**WHAT TO PRODUCE:** Quote exactly and only this range of lines in the data below: the line that holds "box: [50, 197, 97, 239]" to the line that holds "box: [40, 202, 103, 264]", both included.

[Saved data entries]
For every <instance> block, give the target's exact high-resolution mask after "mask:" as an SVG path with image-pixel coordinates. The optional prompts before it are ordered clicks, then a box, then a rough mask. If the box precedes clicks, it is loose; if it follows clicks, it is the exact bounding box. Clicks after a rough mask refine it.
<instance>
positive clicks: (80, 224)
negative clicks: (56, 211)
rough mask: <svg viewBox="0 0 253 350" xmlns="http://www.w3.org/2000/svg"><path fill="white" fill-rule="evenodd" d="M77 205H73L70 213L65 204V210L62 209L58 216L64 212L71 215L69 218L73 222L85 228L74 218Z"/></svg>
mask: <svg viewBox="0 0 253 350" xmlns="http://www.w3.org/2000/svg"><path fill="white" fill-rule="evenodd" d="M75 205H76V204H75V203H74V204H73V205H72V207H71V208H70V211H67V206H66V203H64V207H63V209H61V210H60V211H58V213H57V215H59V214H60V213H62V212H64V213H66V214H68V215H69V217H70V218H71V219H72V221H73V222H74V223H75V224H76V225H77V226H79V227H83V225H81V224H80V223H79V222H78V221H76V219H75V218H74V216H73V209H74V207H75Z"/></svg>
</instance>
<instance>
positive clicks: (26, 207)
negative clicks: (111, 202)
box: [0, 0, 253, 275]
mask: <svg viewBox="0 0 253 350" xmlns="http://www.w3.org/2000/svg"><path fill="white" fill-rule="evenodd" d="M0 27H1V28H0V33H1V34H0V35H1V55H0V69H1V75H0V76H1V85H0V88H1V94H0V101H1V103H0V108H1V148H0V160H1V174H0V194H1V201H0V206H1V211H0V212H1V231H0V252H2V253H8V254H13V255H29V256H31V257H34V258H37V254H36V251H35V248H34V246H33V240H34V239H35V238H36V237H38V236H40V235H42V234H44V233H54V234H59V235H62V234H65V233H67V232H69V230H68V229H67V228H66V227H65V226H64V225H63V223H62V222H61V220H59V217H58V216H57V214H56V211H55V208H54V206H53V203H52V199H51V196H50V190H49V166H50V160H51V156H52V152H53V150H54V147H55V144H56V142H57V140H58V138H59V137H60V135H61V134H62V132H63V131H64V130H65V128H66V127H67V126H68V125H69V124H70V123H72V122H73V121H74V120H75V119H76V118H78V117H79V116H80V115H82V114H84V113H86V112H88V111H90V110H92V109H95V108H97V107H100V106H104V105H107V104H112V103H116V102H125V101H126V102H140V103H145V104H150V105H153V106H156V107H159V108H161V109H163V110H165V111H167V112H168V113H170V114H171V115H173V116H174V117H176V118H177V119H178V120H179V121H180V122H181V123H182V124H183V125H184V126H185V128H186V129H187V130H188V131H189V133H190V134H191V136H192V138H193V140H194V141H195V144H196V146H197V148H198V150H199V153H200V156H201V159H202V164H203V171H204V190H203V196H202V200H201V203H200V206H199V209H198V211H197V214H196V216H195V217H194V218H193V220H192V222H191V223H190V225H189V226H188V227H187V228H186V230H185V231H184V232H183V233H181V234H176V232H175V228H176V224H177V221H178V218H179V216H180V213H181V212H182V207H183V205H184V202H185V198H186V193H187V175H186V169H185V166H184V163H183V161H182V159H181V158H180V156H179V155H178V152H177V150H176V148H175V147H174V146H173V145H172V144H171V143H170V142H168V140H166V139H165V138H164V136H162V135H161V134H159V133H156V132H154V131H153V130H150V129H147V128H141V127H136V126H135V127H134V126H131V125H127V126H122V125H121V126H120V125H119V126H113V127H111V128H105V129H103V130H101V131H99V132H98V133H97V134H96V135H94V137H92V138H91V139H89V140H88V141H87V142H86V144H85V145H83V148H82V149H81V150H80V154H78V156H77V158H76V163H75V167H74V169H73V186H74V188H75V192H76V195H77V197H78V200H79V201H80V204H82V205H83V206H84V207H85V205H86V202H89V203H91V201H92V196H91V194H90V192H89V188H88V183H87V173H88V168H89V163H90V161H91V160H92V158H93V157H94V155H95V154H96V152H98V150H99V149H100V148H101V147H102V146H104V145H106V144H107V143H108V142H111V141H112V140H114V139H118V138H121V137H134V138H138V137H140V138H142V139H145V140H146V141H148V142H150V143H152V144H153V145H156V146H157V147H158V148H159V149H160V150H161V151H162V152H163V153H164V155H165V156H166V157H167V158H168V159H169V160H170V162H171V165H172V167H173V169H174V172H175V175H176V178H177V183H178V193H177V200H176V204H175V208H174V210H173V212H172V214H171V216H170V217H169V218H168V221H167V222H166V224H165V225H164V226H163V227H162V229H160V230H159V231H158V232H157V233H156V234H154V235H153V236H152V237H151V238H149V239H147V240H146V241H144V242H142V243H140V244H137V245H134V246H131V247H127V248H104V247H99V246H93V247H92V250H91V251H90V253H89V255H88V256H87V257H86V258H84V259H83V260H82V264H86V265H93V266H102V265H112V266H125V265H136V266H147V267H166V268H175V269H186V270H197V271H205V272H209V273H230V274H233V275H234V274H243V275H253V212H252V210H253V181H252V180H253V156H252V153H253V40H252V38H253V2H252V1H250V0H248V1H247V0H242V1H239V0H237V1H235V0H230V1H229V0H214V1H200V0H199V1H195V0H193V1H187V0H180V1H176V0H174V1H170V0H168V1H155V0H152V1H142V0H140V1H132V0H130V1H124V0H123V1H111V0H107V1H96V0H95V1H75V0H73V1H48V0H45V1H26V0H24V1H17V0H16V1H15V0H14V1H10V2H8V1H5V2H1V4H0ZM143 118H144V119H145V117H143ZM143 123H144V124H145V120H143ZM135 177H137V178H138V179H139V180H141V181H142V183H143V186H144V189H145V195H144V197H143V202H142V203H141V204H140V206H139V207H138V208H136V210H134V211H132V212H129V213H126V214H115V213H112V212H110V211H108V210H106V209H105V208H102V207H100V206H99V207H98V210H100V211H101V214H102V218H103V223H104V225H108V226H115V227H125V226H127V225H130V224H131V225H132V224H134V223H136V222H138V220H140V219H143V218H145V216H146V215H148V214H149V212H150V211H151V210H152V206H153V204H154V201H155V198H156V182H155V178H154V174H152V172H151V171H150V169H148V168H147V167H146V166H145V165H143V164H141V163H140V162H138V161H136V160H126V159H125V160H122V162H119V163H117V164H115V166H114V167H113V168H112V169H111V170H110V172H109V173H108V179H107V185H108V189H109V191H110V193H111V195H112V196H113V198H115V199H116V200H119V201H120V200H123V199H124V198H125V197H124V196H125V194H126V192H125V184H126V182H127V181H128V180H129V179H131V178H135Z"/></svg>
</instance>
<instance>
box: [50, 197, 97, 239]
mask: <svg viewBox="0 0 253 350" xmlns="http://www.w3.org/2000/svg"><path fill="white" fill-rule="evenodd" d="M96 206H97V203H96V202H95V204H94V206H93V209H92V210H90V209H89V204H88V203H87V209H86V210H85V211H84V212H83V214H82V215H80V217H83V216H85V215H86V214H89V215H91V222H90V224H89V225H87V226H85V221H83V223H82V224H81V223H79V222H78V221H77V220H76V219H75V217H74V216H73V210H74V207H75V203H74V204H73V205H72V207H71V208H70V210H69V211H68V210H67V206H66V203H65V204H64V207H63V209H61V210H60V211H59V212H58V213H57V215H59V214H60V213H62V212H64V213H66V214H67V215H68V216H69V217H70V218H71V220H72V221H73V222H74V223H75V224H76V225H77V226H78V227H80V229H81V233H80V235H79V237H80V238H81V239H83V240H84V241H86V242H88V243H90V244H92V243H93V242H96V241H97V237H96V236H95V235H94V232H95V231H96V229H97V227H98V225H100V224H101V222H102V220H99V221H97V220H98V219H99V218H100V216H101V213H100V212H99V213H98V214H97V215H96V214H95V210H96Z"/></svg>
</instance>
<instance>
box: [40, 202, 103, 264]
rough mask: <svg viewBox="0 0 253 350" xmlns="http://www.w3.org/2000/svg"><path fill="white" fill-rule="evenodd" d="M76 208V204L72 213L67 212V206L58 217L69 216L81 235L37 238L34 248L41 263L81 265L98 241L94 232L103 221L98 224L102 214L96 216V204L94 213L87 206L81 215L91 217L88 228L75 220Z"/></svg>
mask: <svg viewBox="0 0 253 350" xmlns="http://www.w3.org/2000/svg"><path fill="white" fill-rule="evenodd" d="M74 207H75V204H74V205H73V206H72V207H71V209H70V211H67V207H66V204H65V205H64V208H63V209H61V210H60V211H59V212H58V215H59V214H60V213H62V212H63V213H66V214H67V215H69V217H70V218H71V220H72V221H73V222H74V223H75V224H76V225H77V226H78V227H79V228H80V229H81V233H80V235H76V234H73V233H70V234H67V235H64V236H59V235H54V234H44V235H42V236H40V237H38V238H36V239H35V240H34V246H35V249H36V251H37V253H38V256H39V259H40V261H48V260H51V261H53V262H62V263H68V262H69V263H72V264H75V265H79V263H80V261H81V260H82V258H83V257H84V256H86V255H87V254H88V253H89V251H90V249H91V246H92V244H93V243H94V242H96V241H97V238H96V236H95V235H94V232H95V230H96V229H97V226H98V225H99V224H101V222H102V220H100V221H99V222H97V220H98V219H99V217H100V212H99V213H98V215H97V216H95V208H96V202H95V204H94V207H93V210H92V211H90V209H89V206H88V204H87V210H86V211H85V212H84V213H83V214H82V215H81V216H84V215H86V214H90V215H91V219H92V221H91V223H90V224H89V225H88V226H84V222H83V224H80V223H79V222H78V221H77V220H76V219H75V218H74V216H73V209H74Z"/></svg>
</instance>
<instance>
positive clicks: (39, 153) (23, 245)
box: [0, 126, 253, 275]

**ANSWER BOX:**
box: [50, 197, 97, 239]
mask: <svg viewBox="0 0 253 350" xmlns="http://www.w3.org/2000/svg"><path fill="white" fill-rule="evenodd" d="M96 206H97V203H96V202H95V204H94V206H93V209H92V210H90V209H89V204H88V203H87V209H86V210H85V211H84V212H83V214H82V215H80V217H83V216H85V215H86V214H89V215H91V222H90V224H89V225H87V226H85V221H83V223H82V224H81V223H79V222H78V221H77V220H76V219H75V217H74V216H73V210H74V207H75V203H74V204H73V205H72V207H71V208H70V210H69V211H68V210H67V206H66V203H65V204H64V207H63V209H61V210H60V211H59V212H58V213H57V215H59V214H60V213H62V212H64V213H66V214H67V215H68V216H69V217H70V218H71V220H72V221H73V222H74V223H75V224H76V225H77V226H78V227H80V229H81V233H80V235H79V237H80V238H81V239H83V240H84V241H86V242H88V243H90V244H92V243H93V242H96V241H97V237H96V236H95V235H94V232H95V231H96V229H97V227H98V225H100V224H101V222H102V220H99V221H97V220H98V219H99V218H100V216H101V213H100V212H99V213H98V214H97V215H96V214H95V210H96Z"/></svg>
</instance>
<instance>
box: [40, 202, 103, 264]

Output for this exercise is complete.